● CHECK YOUR UNDERSTANDING:
(A) The text on dropping packets in a processing pipeline names the steps that the circuits may also be configured to carry out, starting with selecting a data packet. List every one of those steps.
(B) Repeat the part of the text on dropping packets in a processing pipeline that opens with the words containing "The one or more circuits may comprise" and closes with "pipeline for re-processing.".

**** EXCERPTED TEXT

The one or more circuits may comprise a packet re-insertion module that includes the dropped packet buffer and is configured to re-insert the dropped data packet from the dropped packet buffer into the packet processing pipeline for re-processing.

The one or more circuits may be configured to determine that a data packet in the packet processing pipeline is to be dropped based upon a signal indicating that a destination of the data packet is unable to receive the data packet. It will be appreciated that a destination may not necessarily be a final destination of the data packet, rather a destination may include an intermediate node of the on-chip data network or may be an output port of the router. In order to avoid blocking the packet processing pipeline, the data packet may be dropped.

The packet processing pipeline may further comprise an out-of-order packet buffer and the one or more circuits may be configured to move the data packet that is to be dropped from the out-of-order packet buffer to the dropped packet buffer. The one or more circuits may be further configured to select a data packet for processing by the packet processing pipeline; determine one or more destinations of the data packet; determine that a destination of the one or more destinations of the data packet is unable to receive the data packet; and move the data packet to the out-of-order packet buffer.

The out-of-order packet buffer may enable stalled data packets, that is, data packets that cannot yet be transmitted, to be queued such that the packet processing pipeline can continue to process further packets without needing to wait for a stalled data packet to be dropped before continuing. Where a data packet cannot be transmitted, it may be stored in the out-of-order packet buffer until such time as the data packet may be transmitted out to its destinations or should be removed from the out-of-order buffer to be dropped.

The out-of-order packet buffer may be a pipeline queue. When new data packets become stalled, existing stalled data packets in the out-of-order packet buffer may be moved further along in the queue to accommodate the new stalled at packets. The data packet that is to be dropped may be oldest data packet in the out-of-order packet buffer.

The one or more circuits may be configured to determine that a data packet in the packet processing pipeline is to be dropped based upon the expiration of a timer. For example, where an out-of-order packet buffer is used, the timer may be started when a data packet reaches the end slot of the buffer. This may indicate that the buffer is full and that data packets will be to be dropped to ensure that packet processing pipeline is not unduly delayed. Where an out-of-order packet buffer is not used, a timer may be started when it is determined that the data packet cannot be transmitted. The timer provides a minimum waiting time such that packets are not unnecessarily dropped.

********
**** DATA SECTION

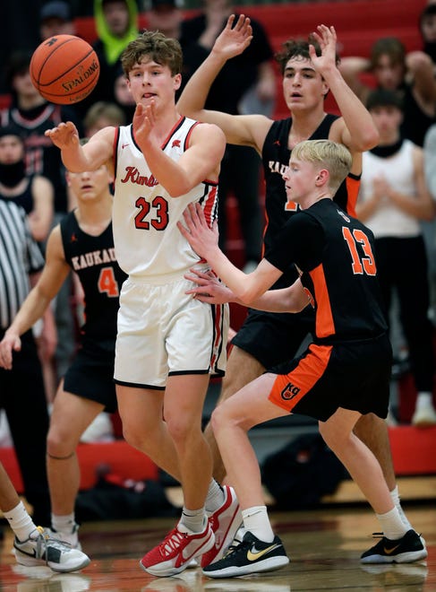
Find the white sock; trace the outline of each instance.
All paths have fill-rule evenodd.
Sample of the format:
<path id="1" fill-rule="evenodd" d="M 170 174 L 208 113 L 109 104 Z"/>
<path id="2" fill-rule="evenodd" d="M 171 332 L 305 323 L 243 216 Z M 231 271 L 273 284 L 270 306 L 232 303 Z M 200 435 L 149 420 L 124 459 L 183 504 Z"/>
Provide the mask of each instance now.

********

● SOLUTIONS BY TASK:
(A)
1. Select a data packet for processing by the packet processing pipeline.
2. Determine one or more destinations of the data packet.
3. Determine that a destination of the one or more destinations of the data packet is unable to receive the data packet.
4. Move the data packet to the out-of-order packet buffer.

(B)
The one or more circuits may comprise a packet re-insertion module that includes the dropped packet buffer and is configured to re-insert the dropped data packet from the dropped packet buffer into the packet processing pipeline for re-processing.